Alain Janssens : instants méditatifs

A l’opposé du sensationnalisme publicitaire ou médiatique, comme de “ l’instant quelconque ” propre à la photographie des années nonante, Alain Janssens (Liège, 1956) livre une photographie contemplative qui exige attention et écoute. L’expression “ prendre le temps ” pourrait caractériser sa démarche, car elle impose une durée à chaque étape du processus photographique. Le temps des promenades et baguenauderies, qui permet à l’artiste de s’immerger dans ses univers, naturel ou urbain ; celui du choix des épreuves, parmi les clichés et de leur associations éventuelles ; et enfin celui de leur contemplation, qui est aussi celui de la révélation, synonyme d’émerveillement.
Dans la série qu’il présente à la Grange du Faing, Alain Janssens a associé des images des différents lieux et de différentes périodes de son travail ; un ensemble qui brosse son évolution, de ses premiers travaux en milieu naturel, jusqu’à ses recherches en milieu urbain. De ses promenades dans les bois et campagnes, il a ramené des clichés qui cristallisent ses émotions sur des fragments, sur des bribes afin d’épurer le propos pour l’affiner. Refusant l’anecdote comme le contexte qui situerait le moment dans un espace-temps trop précis, il privilégie un processus d’abstraction qui fait rejaillir la quintessence de l’instant. Raison pour laquelle il s’accommode parfaitement du noir et blanc qui valorise la structure au détriment des détails.
Procédant par synecdoque (la partie pour le tout), il isole le fragment qui prend une valeur générale, sans nom précis, ni singularité propre, mais sans perdre l’intimité au profit de l’impersonnalité. Une flaque, un reflet, une branche etc. deviennent des instants d’émotions intenses qui laissent à l’imagination le soin de compléter l’ensemble, de profiter des zones de libertés laissées par l’image. Chaque instant repéré est saisi en quelques clichés ; jamais plus, car une fois la sensibilité affectée, le geste du photographe se produit spontanément. Et lorsque l’ensemble s’impose, comme dans certains paysages, Alain Janssens éprouve le besoin de les perturber, de les brouiller, comme s’il s’agissait d’en refuser l’évidence fallacieuse, d’en dénoncer leur immédiate mensongère, pour y introduire le doute. “ Je refuse les certitudes, explique-t-il. Je leur préfère la fragilité du doute, l’inquiétude instable du mystère. ”

■ Consigne ■
Reprenez le texte sur Alain Janssens de « Alain Janssens : instants » à « révélation, synonyme d’émerveillement. » en changeant « baguenauderies » en « flâneries ». Les items n'ont aucun rôle dans ce travail.

■ Données fournies ■
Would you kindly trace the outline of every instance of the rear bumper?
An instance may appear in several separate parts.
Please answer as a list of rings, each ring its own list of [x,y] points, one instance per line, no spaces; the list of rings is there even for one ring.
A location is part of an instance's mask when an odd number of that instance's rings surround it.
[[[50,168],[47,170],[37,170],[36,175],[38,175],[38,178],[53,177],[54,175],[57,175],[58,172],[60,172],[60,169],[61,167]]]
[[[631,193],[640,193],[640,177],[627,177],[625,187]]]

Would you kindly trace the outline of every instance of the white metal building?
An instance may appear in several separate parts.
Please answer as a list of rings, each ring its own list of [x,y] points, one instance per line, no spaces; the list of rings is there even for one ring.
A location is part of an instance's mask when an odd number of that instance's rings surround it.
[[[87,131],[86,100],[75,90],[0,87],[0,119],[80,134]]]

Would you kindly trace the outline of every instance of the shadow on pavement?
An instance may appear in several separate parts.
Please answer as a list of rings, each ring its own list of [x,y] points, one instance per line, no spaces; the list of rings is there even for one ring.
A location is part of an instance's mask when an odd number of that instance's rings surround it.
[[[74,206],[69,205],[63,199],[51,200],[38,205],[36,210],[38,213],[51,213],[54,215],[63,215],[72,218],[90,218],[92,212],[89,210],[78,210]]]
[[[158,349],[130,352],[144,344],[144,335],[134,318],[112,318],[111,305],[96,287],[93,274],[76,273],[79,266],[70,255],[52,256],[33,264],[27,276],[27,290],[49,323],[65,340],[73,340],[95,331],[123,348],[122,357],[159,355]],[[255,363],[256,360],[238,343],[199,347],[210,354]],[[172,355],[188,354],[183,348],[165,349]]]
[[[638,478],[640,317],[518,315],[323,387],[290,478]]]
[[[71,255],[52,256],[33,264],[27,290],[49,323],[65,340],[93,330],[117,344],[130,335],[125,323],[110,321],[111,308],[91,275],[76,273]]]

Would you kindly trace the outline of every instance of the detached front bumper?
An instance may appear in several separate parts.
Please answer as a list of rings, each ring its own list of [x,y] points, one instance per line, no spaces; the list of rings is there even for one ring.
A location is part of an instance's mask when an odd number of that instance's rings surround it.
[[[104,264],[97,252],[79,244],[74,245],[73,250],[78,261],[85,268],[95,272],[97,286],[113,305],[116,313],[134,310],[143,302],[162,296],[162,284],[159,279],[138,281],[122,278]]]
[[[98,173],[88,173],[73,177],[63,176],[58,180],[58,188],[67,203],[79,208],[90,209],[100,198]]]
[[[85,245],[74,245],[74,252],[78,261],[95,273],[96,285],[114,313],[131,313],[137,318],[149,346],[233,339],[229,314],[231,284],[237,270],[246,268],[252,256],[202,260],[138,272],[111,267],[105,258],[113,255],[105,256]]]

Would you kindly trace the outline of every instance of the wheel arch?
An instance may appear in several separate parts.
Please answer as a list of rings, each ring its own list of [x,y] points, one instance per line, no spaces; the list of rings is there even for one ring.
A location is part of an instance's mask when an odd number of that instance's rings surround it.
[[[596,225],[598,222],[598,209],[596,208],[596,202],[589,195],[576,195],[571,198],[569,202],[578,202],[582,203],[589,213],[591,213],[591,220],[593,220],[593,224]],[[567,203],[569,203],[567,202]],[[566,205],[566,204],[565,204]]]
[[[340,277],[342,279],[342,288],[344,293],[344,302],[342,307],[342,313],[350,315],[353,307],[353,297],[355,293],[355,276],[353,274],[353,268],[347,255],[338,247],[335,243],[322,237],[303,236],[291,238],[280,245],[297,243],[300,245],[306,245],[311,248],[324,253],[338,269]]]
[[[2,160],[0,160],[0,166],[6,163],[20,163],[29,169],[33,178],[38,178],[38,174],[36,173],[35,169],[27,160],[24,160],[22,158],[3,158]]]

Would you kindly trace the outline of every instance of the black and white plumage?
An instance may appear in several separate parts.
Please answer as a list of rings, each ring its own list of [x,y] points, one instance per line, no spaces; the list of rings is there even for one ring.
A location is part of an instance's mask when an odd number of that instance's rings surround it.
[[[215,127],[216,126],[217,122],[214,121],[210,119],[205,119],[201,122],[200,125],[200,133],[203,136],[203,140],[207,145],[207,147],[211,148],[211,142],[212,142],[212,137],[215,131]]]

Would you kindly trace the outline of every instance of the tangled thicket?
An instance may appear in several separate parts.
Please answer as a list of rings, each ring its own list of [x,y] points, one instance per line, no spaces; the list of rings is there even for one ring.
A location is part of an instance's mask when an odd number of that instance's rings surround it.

■ Réponse finale ■
Alain Janssens : instants méditatifs

A l’opposé du sensationnalisme publicitaire ou médiatique, comme de “ l’instant quelconque ” propre à la photographie des années nonante, Alain Janssens (Liège, 1956) livre une photographie contemplative qui exige attention et écoute. L’expression “ prendre le temps ” pourrait caractériser sa démarche, car elle impose une durée à chaque étape du processus photographique. Le temps des promenades et flâneries, qui permet à l’artiste de s’immerger dans ses univers, naturel ou urbain ; celui du choix des épreuves, parmi les clichés et de leur associations éventuelles ; et enfin celui de leur contemplation, qui est aussi celui de la révélation, synonyme d’émerveillement.